Série de consignes:
1. D'après l'extrait sur Stan Silas, chez quel éditeur a-t-il publié sa première BD ?
2. Recopiez à l'identique le passage de l'extrait sur Stan Silas qui va de « Article inédit. » jusqu'à « dans son travail. » inclus.

***** Extrait du texte

Stan Silas est un auteur français de bande-dessinnée que nous avons rencontré à l'occasion de la Comédie du Livre à Montpellier en juin 2014. Carrière, influences, organisation de son travail, ce fut l'occasion de découvrir ce talentueux artiste.

Article inédit.

Stan silas est né en 1977 et a publié sa première BD en 2011 chez Makaka Editions, un petit éditeur français. Stan est un auteur de la génération internet : il a commencé à faire de la BD sur un blog comme beaucoup de personnes aujourd’hui. Bien qu’au départ dessiner fut un loisir qui occupait son temps libre à côté d’un boulot principal, il décida d’en faire son métier après sa rencontre avec le chômage. Son style de dessin très expressif emprunte certains codes graphiques du Manga et utilise les coups de crayons avec simplicité. Les couleurs ont aussi une place de choix dans ses univers et tendent à prendre une place de plus en plus importante dans son travail. 

Jusqu’à présent, les thématiques qu'il a abordé ont toujours été assez sombres, voir glauques (meurtres, récits d’horreurs, pervers…), mais tout cela est écrit de manière à créer des récits toujours emprunt d’humour. Sa série La Vie de Norman comporte 4 tomes et un hors série. Elle raconte les péripéties d’un petit garçon aux tendances de Serial Killer. Cette saga reprend les codes de films d’horreurs pour mieux les détourner et elle conserve un ton léger malgré les quelques litres de sangs aperçus au fil des pages. L’humour de la série doit avant tout à sa galerie de personnage, Norman en tête, Madame Plébère, une institutrice fêtarde qui ne fait pas ce métier par vocation, ou encore Sylvaine, une camarade marginale accompagnée de son chat Pompom.

**********
***** Documents fournis

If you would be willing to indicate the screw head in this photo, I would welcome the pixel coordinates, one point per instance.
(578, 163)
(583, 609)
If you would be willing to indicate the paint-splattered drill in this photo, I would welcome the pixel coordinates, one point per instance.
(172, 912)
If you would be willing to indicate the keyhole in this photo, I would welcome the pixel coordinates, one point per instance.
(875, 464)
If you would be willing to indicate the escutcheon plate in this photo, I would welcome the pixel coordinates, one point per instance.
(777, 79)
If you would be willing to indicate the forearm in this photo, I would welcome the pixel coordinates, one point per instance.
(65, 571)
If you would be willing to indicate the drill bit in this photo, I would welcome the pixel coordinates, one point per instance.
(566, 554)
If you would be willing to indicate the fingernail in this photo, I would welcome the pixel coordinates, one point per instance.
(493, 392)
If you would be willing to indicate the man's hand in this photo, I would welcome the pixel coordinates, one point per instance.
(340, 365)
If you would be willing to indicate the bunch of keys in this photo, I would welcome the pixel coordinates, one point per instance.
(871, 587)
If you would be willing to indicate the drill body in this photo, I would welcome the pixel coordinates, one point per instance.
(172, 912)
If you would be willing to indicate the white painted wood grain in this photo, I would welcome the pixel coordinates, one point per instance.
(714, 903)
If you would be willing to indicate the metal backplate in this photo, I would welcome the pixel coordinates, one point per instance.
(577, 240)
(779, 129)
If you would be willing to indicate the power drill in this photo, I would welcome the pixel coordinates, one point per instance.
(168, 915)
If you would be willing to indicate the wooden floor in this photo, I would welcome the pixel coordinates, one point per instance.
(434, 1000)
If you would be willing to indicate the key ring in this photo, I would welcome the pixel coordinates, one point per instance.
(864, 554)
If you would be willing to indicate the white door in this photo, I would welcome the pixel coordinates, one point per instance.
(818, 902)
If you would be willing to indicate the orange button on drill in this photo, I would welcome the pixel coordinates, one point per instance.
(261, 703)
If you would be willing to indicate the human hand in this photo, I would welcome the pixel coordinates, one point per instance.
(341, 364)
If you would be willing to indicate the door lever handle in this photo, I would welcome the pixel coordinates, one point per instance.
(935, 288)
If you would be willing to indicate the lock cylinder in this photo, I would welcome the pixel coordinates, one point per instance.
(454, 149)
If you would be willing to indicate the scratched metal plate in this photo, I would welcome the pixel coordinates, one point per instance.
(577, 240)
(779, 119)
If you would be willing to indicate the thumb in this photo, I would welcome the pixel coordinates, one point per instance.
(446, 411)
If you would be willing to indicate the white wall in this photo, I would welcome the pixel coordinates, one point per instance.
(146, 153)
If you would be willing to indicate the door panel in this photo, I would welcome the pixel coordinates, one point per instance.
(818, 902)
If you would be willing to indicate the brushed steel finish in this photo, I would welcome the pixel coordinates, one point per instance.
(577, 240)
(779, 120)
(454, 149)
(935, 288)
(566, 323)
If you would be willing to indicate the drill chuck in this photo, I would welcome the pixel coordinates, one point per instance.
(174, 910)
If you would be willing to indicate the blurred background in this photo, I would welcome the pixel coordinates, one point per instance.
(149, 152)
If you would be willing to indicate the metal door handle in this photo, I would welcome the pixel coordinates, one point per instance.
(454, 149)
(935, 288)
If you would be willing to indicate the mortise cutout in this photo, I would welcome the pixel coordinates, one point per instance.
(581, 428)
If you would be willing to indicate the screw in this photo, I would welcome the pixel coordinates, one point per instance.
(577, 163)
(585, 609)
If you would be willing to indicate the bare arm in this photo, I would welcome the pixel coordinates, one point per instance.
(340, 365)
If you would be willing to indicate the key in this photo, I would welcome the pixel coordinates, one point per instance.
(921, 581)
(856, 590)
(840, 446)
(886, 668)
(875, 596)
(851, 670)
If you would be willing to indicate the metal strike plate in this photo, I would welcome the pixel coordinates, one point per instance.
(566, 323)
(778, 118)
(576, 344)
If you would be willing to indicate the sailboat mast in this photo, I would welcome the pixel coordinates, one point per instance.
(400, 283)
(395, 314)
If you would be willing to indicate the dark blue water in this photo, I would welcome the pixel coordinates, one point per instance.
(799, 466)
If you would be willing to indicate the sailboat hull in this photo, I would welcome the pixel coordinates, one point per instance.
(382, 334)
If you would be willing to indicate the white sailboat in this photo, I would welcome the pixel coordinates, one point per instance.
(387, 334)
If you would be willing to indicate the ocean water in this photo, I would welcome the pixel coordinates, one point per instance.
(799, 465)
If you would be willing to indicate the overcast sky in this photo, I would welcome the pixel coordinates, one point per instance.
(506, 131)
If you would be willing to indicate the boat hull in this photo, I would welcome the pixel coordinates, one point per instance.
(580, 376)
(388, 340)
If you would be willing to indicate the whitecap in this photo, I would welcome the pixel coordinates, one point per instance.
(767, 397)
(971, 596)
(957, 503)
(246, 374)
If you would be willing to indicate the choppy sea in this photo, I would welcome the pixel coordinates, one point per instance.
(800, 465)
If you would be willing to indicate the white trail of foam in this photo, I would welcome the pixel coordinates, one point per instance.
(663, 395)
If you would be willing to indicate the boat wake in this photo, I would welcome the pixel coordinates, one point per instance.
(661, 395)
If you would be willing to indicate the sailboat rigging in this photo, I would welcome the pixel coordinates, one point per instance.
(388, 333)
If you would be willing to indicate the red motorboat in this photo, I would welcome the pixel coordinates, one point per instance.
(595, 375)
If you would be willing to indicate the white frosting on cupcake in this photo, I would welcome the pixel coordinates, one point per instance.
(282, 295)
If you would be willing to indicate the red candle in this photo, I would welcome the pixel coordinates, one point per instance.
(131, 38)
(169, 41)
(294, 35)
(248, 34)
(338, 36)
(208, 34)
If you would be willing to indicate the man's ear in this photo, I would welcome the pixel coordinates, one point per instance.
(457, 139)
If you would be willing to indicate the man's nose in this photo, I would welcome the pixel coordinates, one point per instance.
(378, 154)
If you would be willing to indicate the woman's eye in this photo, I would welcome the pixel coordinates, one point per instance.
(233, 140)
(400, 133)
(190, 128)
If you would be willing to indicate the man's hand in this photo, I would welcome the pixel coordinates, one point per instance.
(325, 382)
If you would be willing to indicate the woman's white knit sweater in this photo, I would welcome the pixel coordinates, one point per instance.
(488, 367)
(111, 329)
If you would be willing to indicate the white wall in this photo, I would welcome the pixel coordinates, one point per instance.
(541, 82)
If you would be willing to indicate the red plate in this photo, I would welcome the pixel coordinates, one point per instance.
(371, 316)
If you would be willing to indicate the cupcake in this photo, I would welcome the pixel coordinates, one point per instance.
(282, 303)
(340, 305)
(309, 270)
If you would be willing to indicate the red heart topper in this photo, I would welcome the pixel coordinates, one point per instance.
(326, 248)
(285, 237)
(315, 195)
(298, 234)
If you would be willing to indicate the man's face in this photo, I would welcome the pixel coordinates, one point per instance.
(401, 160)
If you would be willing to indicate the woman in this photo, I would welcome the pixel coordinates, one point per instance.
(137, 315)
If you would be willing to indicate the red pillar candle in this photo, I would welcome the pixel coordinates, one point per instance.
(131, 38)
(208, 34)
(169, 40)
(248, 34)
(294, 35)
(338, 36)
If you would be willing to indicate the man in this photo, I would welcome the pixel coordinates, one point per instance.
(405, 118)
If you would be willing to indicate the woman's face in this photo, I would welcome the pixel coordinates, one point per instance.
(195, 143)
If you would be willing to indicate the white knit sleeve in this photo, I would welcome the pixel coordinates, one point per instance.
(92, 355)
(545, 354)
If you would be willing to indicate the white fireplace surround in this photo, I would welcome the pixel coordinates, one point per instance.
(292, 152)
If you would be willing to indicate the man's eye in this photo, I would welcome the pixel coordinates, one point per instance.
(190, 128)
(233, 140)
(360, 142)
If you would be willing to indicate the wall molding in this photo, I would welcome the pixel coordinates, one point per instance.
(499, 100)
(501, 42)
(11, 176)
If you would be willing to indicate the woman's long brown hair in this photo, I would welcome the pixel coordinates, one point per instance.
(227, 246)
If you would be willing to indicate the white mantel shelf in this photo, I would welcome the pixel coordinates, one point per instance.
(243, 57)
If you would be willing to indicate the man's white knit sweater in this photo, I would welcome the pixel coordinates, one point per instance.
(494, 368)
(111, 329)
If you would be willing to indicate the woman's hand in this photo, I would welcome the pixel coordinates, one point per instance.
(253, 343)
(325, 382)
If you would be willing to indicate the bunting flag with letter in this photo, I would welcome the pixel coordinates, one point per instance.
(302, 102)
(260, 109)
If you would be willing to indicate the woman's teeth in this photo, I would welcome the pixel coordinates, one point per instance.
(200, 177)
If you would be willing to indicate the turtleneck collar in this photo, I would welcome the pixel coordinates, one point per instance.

**********

Corrigé des exercices:
1. Chez Makaka Editions, un petit éditeur français.

2.
Article inédit.

Stan silas est né en 1977 et a publié sa première BD en 2011 chez Makaka Editions, un petit éditeur français. Stan est un auteur de la génération internet : il a commencé à faire de la BD sur un blog comme beaucoup de personnes aujourd’hui. Bien qu’au départ dessiner fut un loisir qui occupait son temps libre à côté d’un boulot principal, il décida d’en faire son métier après sa rencontre avec le chômage. Son style de dessin très expressif emprunte certains codes graphiques du Manga et utilise les coups de crayons avec simplicité. Les couleurs ont aussi une place de choix dans ses univers et tendent à prendre une place de plus en plus importante dans son travail.